* Brief: Copy the records below word for word, leaving the pictures out of your copy.

* Pointing dataset excerpts:
++++++++

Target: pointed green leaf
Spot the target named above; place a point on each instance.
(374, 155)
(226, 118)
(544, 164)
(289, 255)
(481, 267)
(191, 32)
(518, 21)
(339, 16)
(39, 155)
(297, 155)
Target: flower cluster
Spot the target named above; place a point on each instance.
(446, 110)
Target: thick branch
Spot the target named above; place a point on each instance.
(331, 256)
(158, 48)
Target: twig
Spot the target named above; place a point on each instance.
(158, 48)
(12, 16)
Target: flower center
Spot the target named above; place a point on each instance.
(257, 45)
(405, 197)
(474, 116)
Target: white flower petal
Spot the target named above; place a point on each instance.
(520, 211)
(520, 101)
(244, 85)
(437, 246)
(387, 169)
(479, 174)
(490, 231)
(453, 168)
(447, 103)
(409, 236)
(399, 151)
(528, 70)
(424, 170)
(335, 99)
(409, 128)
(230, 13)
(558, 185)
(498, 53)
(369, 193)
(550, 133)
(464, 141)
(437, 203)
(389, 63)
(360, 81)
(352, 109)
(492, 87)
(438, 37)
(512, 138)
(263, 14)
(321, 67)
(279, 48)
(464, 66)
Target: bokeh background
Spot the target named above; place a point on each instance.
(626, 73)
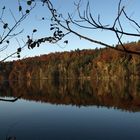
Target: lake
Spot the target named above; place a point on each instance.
(70, 110)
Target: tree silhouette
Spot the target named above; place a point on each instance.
(87, 21)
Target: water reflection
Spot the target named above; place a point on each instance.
(121, 94)
(46, 112)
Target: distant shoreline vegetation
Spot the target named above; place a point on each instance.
(102, 63)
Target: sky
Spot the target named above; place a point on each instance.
(107, 9)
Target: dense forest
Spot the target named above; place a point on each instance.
(103, 63)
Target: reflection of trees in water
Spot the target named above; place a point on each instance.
(118, 94)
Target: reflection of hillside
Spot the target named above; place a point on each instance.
(117, 94)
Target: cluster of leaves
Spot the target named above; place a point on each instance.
(57, 36)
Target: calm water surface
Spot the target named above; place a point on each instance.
(70, 111)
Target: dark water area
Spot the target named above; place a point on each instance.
(70, 110)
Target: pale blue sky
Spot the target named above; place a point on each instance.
(106, 8)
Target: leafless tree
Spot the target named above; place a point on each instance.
(87, 21)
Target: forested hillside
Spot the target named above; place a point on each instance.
(103, 63)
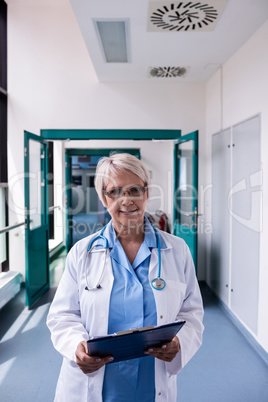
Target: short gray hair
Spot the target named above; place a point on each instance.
(118, 162)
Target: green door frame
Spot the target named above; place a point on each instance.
(61, 134)
(187, 234)
(36, 239)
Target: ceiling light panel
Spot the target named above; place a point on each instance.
(113, 37)
(178, 16)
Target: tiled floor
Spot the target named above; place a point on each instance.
(225, 369)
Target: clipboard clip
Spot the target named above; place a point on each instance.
(133, 330)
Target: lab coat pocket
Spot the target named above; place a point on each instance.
(175, 296)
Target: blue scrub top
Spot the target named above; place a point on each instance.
(132, 305)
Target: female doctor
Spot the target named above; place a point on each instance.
(112, 283)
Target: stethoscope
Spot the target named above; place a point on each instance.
(157, 283)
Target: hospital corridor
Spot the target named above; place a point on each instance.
(133, 201)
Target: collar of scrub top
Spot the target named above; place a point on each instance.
(108, 239)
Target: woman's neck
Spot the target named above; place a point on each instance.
(130, 234)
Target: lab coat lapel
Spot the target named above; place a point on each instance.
(159, 295)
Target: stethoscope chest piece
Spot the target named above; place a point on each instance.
(158, 283)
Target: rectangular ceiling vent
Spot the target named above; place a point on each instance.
(179, 16)
(113, 36)
(168, 72)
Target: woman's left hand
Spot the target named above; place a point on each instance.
(166, 352)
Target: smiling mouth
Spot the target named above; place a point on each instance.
(128, 212)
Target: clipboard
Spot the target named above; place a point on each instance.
(131, 344)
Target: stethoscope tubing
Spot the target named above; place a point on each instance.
(157, 283)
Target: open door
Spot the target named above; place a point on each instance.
(36, 215)
(186, 190)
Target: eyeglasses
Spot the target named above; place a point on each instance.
(118, 192)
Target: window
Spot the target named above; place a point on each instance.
(3, 135)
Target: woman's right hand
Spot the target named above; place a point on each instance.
(89, 364)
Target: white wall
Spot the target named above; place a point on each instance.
(239, 93)
(52, 84)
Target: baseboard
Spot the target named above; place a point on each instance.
(241, 328)
(10, 284)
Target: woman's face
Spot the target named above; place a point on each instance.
(126, 211)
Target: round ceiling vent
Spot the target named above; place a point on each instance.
(167, 72)
(184, 15)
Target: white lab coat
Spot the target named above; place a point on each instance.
(77, 314)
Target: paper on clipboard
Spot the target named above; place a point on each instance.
(131, 344)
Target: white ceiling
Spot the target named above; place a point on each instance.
(203, 51)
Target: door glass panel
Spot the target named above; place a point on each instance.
(34, 183)
(3, 255)
(186, 191)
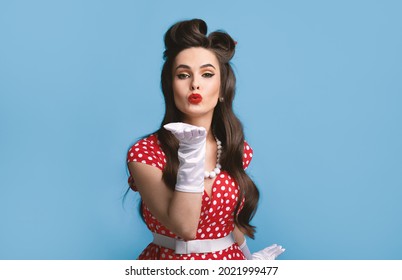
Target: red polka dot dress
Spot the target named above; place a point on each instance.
(217, 211)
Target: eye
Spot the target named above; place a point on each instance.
(208, 75)
(183, 76)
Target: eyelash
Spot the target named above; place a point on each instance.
(183, 76)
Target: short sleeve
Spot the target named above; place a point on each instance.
(247, 155)
(146, 151)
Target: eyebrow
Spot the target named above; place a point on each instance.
(188, 67)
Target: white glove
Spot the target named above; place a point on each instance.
(191, 154)
(269, 253)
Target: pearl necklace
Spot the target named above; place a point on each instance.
(212, 174)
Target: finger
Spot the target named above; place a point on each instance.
(188, 133)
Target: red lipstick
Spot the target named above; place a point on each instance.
(195, 98)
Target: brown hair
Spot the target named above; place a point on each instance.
(225, 125)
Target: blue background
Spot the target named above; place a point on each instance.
(319, 94)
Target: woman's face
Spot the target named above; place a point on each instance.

++++++++

* Finished exercise:
Target: pointed green leaf
Spot the target named above; place a point on each instance.
(374, 155)
(226, 118)
(544, 164)
(289, 255)
(481, 267)
(191, 32)
(518, 21)
(339, 16)
(39, 155)
(297, 155)
Target: flower cluster
Spot the target named above; place a point on each instance.
(446, 110)
Target: thick branch
Spot the target named above; place a point on each instance.
(331, 256)
(158, 48)
Target: twig
Spot the target named above; place a point on each instance.
(158, 48)
(12, 16)
Target: flower center
Spot the target named above; place a point on each instance.
(257, 45)
(405, 197)
(474, 116)
Target: white flower petal
Spot the target named above; place a point on each instance.
(520, 211)
(520, 101)
(244, 85)
(437, 246)
(387, 169)
(479, 174)
(490, 231)
(453, 168)
(447, 103)
(409, 236)
(399, 151)
(528, 70)
(424, 170)
(335, 99)
(409, 128)
(230, 13)
(558, 185)
(498, 53)
(369, 193)
(550, 133)
(464, 141)
(437, 203)
(389, 63)
(360, 81)
(352, 109)
(492, 87)
(438, 37)
(512, 138)
(263, 14)
(321, 67)
(279, 48)
(464, 66)
Target: bokeh background
Spot the target named above; place a point on each instance.
(626, 73)
Target: lake
Spot the target named above; place a point on each instance.
(70, 110)
Target: tree silhouette
Spot the target named above; place a point on each instance.
(87, 21)
Target: water reflection
Spot the target named above; place a point on each instance.
(121, 94)
(46, 112)
Target: distant shoreline vegetation
Spot the target named above; place a point on each instance.
(102, 63)
Target: sky
Spot the target named above; place a point on each instance.
(107, 9)
Target: dense forest
Spot the target named above; place a point on each instance.
(103, 63)
Target: reflection of trees in water
Spot the target named above; place a point on each instance.
(118, 94)
Target: reflection of hillside
Spot the target named above; place a point on each instance.
(117, 94)
Target: cluster of leaves
Spot the target named above; place a point on each instance.
(57, 36)
Target: calm water surface
Spot the target named above; place a point on each instance.
(70, 111)
Target: dark water area
Spot the target named above; place a point on each instance.
(70, 110)
Target: pale blue sky
Spot the target named above; place a point on each instance.
(106, 8)
Target: leafless tree
Spot the target named above; place a point on each instance.
(87, 21)
Target: forested hillside
Spot the target named above; place a point on each instance.
(103, 63)
Target: short gray hair
Spot the target named above; place a point on each instance.
(118, 162)
Target: green door frame
Spot the target named above; place a point on each instance.
(61, 134)
(187, 234)
(36, 239)
Target: ceiling light panel
Spot the target named above; place a point on each instance.
(113, 37)
(178, 16)
Target: tiled floor
Spot the target named above; place a point on each instance.
(225, 369)
Target: clipboard clip
Spot the target named above; place a point on each instance.
(133, 330)
Target: lab coat pocket
Spot the target named above; place a point on each instance.
(175, 296)
Target: blue scrub top
Spot the target named above; place a point on each instance.
(132, 305)
Target: female doctor
Spot the target named above; place a point on each instance.
(112, 283)
Target: stethoscope
Spot the target named above; place a point on each instance.
(157, 283)
Target: hospital corridor
Spot the target named above; place a point on each instance.
(133, 201)
Target: collar of scrub top
Spot the target named above; place a point on each instance.
(108, 239)
Target: woman's neck
Spot the target named above; place a point on each instance.
(130, 234)
Target: lab coat lapel
Spot the target named above; place a point on each instance.
(159, 295)
Target: stethoscope chest piece
Spot the target named above; place a point on each instance.
(158, 283)
Target: rectangular ceiling vent
Spot the target named above; place a point on each instance.
(179, 16)
(113, 36)
(168, 72)
Target: woman's left hand
Spot the target named above; place a point on each instance.
(166, 352)
Target: smiling mouth
Spot the target named above; place a point on each instance.
(128, 212)
Target: clipboard
Spot the target named above; place a point on each instance.
(131, 344)
Target: stethoscope tubing
Spot the target named above; place a point on each instance.
(157, 283)
Target: open door
Spot the target named above; place a point on each instance.
(36, 215)
(186, 190)
Target: eyeglasses
Spot the target named above; place a point on each instance.
(118, 192)
Target: window
Spot the target named above; place a point on each instance.
(3, 135)
Target: woman's right hand
Spot the target named above; place a point on each instance.
(89, 364)
Target: white wall
Spot the target named above; place a point on each instance.
(239, 93)
(52, 84)
Target: baseboard
Spot the target named above; place a point on each instance.
(241, 328)
(10, 284)
Target: woman's face
Spot the target named above; place a point on each instance.
(126, 211)
Target: round ceiling vent
Spot the target named above; place a point on each instance.
(167, 72)
(184, 15)
Target: white lab coat
Spot the target named above; place a point on each instance.
(77, 314)
Target: paper on clipboard
Spot the target named above; place a point on each instance.
(131, 344)
Target: white ceiling
Spot the target named above; place a point on each instance.
(203, 51)
Target: door glass panel
Spot the target named above; place a point on each instance.
(34, 183)
(3, 255)
(186, 191)
Target: red polka dot dress
Spot the target named above; place a point on each instance.
(217, 211)
Target: eye
Spot the target named above; place a point on each instance.
(208, 75)
(183, 76)
Target: eyelash
Spot the target named above; place a point on each instance.
(183, 76)
Target: short sleeve
Spot the target named above; place a point on each instance.
(247, 155)
(146, 151)
Target: eyebrow
Spot the target named above; place a point on each instance.
(188, 67)
Target: white glove
Spot the target named above; place a point on each instance.
(191, 154)
(269, 253)
Target: pearl necklace
Spot the target named above; place a point on each instance.
(212, 174)
Target: finger
Spot the target named above; place a point on each instance.
(188, 133)
Target: red lipstick
Spot the target named above; place a point on each instance.
(195, 98)
Target: brown hair
Spot the target named above; place a point on each instance.
(225, 125)
Target: blue background
Spot the target named above; place a point on each instance.
(319, 94)
Target: woman's face
Spot the target named above; place a point on each instance.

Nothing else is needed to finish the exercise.